= Problems to work on =
• 1. In the well pipe passage, what form do the "pull wheels" of the "upsy daisy" style puller take?
• 2. Write out a section of the well pipe passage word for word, starting at the words "In a preferred" and ending after the words "and storage device.".
+++ Excerpted passage
Moreover, dragging the well pipe across the ground can result in either damage to the pipe or in contamination of the pipe with mud, grass and mulch, as well as other undesirable or dangerous materials such as pesticides, herbicides, animal feces, mold, etc., which can then enter the drawn water supply. Further, clinging dirt, turf or similar substances can result in clogging the well pumps after re-installation of the well pipes, requiring two or more pulling operations. The ground and/or landscaping may also be disturbed or damaged by the extended pipe.
One type of known device for avoiding the requirement to lay out pipe on the ground is a pipe hoist, which typically operates as a telescoping crane, is usually truck-mounted and used only for hard pipe installations. Such a hoist device is driven to the well head, where the hoisting crane is deployed upward and the crane line connected to the pipe, allowing the pipe to be pulled directly upwards. These machines are not used on coil pipe settings. Hoists have known limitations, however, primarily in that the height of a mobile crane is necessarily quite limited and thus can only service wells in open spaces. The use of a crane is also impossible in many settings, such as areas with overhanging structures or foliage.
Another commonly used pulling machine is the “upsy daisy” style puller, which requires two or more people both to carry the machine to the well head and then to operate the machine. The machines tend to be electric, requiring long cordage or a generator, and utilize “pull wheels” in the form of rubber tires. Again, the device causes the pipe to be run out lengthwise over surrounding ground.
What is needed is a device and system allowing a well pipe to be pulled and stored in a confined space while the attached well pump is serviced or replaced, thus eliminating the need for an elongated surrounding area for laying out the pipe.
In a preferred embodiment, a well pipe pulling and storage device, comprising a pipe spool, at least one wire spool, a power supply, a pipe spool drive motor, a wire spool drive motor, a brake for the pipe spool, a control table comprising controls for the speed and direction of each pipe and wire spool, a foldable crane and a frame mount comprising a transportation plate for loading onto a vehicle, such vehicle also comprising a power-take-off for providing power to the well pipe pulling and storage device.
In another preferred embodiment, the well pipe pulling and storage device as disclosed herein, wherein the power supply is hydraulic and the controls are one or more valves.
In another preferred embodiment, the well pipe pulling and storage device as disclosed herein, wherein the pipe spool drive motor is powered in both a coiling direction and a payout direction while the wire spool drive motor is powered only in a coiling direction.
In another preferred embodiment, the well pipe pulling and storage device as disclosed herein, further comprising a spring control valve which must be manually engaged to provide power to the pipe spool drive motor and wire spool drive motor and a wire spool detent valve for engaging and disengaging only the wire spool drive motor.
In another preferred embodiment, the well pipe pulling and storage device as disclosed herein, further comprising a pipe spool up control, which governs speed up the pipe spool in a coiling direction, and a pipe spool down control, which governs speed of the pipe spool in an uncoiling direction.
In another preferred embodiment, the well pipe pulling and storage device as disclosed herein, wherein the vehicle is a skid steer or mini skid steer.
++++++
+++ Extracted information
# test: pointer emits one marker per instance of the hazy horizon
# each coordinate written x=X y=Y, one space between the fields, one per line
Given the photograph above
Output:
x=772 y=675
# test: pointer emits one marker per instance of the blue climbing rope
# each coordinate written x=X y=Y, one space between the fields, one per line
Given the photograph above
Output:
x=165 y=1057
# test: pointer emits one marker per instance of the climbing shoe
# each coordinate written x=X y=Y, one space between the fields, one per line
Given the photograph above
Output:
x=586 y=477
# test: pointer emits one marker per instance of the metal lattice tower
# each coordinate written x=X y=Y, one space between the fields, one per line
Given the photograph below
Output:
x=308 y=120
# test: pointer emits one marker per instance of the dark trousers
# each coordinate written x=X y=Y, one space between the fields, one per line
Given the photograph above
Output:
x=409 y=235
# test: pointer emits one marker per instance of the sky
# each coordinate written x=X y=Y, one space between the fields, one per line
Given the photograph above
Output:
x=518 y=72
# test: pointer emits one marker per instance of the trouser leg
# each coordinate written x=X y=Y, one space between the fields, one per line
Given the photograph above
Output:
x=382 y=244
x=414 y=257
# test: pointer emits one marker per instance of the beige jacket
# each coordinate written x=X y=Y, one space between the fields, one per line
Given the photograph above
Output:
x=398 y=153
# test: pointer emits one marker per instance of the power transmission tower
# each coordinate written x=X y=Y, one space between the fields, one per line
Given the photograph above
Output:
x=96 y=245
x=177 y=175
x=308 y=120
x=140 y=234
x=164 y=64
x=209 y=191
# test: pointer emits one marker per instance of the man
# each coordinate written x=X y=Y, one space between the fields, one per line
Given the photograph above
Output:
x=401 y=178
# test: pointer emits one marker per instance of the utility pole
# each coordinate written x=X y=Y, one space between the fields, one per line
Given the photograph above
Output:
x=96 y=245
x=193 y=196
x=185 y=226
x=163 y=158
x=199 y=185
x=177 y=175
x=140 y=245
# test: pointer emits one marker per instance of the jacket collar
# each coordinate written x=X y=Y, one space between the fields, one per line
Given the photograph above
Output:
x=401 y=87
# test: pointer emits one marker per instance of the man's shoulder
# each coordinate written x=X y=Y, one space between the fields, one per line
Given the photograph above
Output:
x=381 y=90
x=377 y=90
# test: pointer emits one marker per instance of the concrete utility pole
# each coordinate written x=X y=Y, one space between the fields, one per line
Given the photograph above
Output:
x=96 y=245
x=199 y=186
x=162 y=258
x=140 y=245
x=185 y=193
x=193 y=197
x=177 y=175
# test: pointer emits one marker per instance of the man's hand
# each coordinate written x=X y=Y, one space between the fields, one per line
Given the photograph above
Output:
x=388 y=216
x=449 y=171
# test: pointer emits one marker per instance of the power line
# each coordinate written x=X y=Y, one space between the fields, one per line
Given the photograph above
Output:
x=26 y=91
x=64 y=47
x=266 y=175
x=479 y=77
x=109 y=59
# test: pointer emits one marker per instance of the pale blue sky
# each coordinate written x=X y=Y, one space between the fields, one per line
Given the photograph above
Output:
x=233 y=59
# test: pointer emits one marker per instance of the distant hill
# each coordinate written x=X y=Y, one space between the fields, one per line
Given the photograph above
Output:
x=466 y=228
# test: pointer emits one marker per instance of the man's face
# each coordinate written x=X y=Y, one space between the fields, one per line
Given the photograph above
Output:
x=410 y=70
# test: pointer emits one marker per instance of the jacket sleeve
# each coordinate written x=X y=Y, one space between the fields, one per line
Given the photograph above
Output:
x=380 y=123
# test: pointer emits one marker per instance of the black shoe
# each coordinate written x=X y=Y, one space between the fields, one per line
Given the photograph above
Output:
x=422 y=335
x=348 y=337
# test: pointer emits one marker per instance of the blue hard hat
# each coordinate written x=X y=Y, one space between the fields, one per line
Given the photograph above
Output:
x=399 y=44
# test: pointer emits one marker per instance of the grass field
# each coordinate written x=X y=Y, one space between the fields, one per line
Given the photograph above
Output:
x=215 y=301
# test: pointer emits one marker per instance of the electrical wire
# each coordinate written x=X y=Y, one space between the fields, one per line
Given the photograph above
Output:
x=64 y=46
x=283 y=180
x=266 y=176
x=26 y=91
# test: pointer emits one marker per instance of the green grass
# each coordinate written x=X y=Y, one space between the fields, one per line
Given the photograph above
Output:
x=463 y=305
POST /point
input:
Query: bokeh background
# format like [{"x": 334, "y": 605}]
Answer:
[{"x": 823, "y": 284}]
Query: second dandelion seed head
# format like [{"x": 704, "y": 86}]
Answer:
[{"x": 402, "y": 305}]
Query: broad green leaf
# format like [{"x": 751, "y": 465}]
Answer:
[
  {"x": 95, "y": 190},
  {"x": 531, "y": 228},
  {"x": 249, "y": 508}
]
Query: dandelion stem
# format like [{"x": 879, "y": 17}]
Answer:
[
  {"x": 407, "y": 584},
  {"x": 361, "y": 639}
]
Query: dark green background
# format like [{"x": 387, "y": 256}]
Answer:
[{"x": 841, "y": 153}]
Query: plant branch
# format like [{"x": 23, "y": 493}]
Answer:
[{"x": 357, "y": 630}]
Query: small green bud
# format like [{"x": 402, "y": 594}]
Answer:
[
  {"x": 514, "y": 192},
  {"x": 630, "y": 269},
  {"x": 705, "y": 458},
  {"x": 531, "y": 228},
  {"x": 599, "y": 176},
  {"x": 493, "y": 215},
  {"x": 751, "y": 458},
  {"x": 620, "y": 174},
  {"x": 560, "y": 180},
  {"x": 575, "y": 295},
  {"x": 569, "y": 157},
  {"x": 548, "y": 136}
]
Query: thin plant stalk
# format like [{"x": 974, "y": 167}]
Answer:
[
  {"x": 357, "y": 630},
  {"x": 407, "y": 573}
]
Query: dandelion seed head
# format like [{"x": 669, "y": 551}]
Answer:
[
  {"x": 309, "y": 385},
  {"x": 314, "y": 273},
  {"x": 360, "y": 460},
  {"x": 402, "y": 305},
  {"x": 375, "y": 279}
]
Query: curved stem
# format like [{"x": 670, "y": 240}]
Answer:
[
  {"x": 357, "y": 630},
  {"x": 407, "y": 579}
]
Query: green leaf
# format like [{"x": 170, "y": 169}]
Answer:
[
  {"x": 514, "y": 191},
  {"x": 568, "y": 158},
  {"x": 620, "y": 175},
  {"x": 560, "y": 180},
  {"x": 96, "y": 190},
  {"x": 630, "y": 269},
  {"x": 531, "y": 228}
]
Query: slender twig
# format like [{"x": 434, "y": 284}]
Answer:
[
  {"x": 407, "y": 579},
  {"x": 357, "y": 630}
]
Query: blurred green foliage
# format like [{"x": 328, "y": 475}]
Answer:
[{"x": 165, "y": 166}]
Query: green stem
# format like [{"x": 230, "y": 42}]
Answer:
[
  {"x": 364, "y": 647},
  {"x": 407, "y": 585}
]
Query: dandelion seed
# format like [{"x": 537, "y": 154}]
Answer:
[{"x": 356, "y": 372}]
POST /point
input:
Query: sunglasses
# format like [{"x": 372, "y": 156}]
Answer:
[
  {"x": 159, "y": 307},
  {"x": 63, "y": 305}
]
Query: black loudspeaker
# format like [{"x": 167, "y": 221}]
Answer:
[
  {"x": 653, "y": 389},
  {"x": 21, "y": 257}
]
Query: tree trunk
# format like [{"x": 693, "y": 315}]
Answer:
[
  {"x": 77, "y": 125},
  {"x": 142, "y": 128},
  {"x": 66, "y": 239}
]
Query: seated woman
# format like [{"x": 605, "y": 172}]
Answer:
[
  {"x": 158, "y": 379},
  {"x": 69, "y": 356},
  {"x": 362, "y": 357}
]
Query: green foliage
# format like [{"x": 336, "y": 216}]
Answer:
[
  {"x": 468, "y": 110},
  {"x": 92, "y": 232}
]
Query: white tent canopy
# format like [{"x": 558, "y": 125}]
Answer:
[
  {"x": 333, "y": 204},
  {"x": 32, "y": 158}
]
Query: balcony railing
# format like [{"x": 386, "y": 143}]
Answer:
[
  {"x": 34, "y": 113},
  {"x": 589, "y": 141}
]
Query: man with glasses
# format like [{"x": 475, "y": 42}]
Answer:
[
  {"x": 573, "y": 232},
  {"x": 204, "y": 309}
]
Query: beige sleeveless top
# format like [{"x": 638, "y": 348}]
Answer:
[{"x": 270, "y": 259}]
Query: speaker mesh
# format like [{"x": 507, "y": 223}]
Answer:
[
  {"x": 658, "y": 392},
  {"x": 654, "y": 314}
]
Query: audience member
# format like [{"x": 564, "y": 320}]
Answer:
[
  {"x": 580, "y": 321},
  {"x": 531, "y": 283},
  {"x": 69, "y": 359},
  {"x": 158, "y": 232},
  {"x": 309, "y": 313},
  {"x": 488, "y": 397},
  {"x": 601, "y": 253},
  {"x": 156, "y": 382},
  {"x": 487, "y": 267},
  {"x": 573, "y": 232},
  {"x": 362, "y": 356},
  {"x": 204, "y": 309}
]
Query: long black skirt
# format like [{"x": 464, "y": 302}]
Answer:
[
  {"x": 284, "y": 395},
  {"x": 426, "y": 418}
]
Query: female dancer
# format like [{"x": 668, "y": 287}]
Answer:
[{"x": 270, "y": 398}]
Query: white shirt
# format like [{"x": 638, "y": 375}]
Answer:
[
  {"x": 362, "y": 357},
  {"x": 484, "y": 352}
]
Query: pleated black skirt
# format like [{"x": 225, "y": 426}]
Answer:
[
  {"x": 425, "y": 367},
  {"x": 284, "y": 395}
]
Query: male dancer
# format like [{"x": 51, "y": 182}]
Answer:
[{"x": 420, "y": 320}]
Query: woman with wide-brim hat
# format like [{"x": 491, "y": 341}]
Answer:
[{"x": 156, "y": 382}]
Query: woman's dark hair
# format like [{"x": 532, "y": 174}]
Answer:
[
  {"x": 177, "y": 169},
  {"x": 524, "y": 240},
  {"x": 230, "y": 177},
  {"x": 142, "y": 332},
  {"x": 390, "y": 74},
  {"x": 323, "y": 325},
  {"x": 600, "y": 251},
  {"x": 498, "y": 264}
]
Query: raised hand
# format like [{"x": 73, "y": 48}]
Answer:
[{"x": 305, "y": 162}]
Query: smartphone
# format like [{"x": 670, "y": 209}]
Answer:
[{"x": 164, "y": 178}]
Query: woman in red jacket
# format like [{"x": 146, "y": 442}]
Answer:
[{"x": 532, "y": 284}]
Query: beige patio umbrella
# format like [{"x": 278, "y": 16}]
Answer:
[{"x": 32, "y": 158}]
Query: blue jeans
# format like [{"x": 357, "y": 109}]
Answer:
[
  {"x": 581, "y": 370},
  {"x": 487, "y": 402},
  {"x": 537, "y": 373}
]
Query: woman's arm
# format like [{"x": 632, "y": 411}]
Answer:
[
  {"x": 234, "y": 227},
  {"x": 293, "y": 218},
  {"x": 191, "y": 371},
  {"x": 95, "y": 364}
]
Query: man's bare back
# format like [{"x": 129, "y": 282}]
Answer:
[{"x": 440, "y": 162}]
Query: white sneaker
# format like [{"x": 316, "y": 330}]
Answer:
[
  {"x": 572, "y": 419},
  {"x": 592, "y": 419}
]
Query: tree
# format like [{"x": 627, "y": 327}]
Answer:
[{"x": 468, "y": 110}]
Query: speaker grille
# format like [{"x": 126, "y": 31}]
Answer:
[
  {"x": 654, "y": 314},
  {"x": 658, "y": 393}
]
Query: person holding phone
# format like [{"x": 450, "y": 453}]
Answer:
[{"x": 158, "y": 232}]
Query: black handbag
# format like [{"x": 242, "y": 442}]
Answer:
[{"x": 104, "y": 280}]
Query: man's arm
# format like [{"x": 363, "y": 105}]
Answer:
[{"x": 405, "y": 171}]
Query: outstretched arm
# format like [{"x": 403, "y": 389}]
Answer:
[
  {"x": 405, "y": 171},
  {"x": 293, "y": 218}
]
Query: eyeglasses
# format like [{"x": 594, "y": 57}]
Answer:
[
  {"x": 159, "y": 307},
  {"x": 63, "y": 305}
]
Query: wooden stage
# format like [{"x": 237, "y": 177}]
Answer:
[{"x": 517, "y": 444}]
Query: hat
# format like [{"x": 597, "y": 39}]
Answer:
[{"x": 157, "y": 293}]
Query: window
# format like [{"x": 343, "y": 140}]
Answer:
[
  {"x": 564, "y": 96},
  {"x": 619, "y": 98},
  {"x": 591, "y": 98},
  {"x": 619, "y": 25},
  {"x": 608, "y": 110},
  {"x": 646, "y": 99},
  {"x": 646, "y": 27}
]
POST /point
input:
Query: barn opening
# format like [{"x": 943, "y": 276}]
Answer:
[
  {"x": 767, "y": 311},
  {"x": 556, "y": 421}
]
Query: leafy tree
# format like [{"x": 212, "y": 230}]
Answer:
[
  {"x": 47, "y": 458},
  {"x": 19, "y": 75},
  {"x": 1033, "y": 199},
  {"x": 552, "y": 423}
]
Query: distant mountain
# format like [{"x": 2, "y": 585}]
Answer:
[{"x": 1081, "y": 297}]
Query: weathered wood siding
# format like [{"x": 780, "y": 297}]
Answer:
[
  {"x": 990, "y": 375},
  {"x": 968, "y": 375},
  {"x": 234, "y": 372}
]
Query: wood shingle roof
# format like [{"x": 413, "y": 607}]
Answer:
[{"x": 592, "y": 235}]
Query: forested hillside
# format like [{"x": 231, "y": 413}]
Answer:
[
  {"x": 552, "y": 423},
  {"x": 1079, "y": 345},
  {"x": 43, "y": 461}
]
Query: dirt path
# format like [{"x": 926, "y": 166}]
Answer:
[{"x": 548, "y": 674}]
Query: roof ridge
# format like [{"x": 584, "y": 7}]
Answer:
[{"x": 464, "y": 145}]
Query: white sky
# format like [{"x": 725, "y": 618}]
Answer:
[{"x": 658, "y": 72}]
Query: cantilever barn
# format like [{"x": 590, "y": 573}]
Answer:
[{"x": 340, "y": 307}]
++++++
= Problem solutions =
• 1. Rubber tires.

• 2.
In a preferred embodiment, a well pipe pulling and storage device, comprising a pipe spool, at least one wire spool, a power supply, a pipe spool drive motor, a wire spool drive motor, a brake for the pipe spool, a control table comprising controls for the speed and direction of each pipe and wire spool, a foldable crane and a frame mount comprising a transportation plate for loading onto a vehicle, such vehicle also comprising a power-take-off for providing power to the well pipe pulling and storage device.